**Work instructions**
Format the rows between the line containing "Annotate any visible woman's shoulder." and the line containing "[[237, 312, 516, 656], [94, 304, 324, 480]]", inclusive, as a JSON list of strings with one string per line, leaving out blank lines.

Extracted data entries
☆ ☆ ☆ ☆

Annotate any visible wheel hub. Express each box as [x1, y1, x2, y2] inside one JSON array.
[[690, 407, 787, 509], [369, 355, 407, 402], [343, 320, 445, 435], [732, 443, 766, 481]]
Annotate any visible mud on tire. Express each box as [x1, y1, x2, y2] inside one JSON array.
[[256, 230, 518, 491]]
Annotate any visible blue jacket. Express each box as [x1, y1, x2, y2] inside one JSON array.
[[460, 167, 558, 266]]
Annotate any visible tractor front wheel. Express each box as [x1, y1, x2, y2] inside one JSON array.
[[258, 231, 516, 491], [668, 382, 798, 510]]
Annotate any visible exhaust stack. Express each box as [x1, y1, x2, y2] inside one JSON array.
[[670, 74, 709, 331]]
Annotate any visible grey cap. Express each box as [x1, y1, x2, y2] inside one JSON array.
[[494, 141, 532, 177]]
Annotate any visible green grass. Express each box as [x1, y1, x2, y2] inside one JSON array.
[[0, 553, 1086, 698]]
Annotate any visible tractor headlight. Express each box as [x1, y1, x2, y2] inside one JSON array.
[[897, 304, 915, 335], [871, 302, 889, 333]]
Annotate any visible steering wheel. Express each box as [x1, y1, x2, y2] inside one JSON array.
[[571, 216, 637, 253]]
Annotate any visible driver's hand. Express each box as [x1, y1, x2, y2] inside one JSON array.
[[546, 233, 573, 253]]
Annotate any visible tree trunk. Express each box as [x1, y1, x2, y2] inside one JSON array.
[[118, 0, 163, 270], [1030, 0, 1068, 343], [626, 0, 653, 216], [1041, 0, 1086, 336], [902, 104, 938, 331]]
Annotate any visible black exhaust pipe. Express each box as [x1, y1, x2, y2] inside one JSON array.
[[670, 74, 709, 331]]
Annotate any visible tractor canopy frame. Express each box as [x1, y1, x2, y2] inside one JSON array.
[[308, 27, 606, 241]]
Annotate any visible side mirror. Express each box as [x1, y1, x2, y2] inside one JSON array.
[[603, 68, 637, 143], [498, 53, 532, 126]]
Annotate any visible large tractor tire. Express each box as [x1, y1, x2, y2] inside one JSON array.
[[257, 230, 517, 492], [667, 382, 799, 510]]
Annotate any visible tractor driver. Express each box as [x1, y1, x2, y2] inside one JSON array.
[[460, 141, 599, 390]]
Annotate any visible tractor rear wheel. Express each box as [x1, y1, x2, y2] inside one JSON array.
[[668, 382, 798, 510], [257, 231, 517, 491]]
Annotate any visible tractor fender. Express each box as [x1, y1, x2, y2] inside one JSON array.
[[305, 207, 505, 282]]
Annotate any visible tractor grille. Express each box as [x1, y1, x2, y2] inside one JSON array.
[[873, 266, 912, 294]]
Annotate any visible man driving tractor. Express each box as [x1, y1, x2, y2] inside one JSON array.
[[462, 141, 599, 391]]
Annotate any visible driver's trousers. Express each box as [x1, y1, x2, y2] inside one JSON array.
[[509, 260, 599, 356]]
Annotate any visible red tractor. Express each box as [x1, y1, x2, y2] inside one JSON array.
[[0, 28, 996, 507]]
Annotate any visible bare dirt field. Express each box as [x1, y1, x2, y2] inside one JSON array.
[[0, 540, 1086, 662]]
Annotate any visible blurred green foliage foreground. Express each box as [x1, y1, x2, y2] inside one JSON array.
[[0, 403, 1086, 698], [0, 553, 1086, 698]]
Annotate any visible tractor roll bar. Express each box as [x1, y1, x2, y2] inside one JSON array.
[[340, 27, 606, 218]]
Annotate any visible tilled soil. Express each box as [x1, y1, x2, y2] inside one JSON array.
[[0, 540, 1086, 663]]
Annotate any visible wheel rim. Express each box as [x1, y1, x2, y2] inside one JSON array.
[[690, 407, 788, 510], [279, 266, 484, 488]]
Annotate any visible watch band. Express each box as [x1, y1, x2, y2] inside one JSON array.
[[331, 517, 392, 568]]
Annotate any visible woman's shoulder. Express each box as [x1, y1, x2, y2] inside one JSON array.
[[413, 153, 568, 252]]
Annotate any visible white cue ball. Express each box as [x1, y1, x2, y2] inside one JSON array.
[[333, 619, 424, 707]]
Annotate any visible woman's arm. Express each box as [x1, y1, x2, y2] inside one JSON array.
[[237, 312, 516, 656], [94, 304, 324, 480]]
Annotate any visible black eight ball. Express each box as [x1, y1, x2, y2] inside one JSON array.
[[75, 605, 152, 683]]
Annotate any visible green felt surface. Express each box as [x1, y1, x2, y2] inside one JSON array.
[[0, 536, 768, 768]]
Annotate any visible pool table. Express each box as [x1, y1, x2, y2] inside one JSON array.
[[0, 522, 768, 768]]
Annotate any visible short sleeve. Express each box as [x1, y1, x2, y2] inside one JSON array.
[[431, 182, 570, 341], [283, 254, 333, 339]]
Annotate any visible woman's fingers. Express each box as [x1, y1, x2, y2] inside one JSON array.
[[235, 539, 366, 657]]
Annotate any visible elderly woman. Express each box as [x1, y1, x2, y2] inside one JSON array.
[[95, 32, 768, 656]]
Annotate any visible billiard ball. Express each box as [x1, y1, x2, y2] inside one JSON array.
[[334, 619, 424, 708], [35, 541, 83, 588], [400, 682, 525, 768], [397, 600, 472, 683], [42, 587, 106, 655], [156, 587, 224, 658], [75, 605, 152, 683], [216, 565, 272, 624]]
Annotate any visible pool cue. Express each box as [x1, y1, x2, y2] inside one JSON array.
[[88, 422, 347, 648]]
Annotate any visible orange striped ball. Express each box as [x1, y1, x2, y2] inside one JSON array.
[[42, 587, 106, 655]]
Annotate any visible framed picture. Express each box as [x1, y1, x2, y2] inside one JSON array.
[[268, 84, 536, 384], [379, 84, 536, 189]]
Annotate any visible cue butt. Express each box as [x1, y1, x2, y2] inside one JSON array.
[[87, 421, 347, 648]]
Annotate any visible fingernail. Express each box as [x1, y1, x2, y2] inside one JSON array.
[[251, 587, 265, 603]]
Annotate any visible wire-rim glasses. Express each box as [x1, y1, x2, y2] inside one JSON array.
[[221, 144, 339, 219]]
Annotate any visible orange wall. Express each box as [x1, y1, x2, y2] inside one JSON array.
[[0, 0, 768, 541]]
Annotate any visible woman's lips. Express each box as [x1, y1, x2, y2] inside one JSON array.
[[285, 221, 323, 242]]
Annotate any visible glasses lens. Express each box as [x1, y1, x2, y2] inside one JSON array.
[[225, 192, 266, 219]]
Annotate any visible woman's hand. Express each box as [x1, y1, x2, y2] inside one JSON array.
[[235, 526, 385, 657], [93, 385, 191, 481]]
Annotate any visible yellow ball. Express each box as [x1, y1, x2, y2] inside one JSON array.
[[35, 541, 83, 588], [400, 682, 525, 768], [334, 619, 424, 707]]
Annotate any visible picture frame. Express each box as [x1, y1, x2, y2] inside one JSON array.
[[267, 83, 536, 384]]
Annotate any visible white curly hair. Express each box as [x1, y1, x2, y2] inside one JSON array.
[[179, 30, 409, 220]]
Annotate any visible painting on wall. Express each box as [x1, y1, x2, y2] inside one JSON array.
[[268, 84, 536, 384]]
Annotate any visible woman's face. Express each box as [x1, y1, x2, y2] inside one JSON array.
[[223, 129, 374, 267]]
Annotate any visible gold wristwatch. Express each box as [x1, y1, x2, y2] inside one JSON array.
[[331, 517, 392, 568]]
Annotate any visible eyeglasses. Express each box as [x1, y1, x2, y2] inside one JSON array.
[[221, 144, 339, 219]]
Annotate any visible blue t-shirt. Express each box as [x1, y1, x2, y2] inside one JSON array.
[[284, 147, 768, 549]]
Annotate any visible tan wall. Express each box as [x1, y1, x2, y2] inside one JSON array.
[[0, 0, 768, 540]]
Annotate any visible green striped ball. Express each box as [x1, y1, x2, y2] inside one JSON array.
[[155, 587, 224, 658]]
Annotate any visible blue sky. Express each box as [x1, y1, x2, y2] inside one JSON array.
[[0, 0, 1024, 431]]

☆ ☆ ☆ ☆

**Response to this exercise**
[
  "Annotate any visible woman's shoulder. Express each box as [x1, y1, x2, y2] inside one JSON array.",
  "[[413, 153, 568, 252]]",
  "Annotate any visible white cue ball. Express each box as [x1, y1, x2, y2] inside one JSON array.",
  "[[333, 619, 424, 707]]",
  "Annotate any visible woman's arm. Express each box as [x1, y1, x2, y2] inside one JSON array.",
  "[[237, 312, 516, 656], [94, 304, 324, 480]]"
]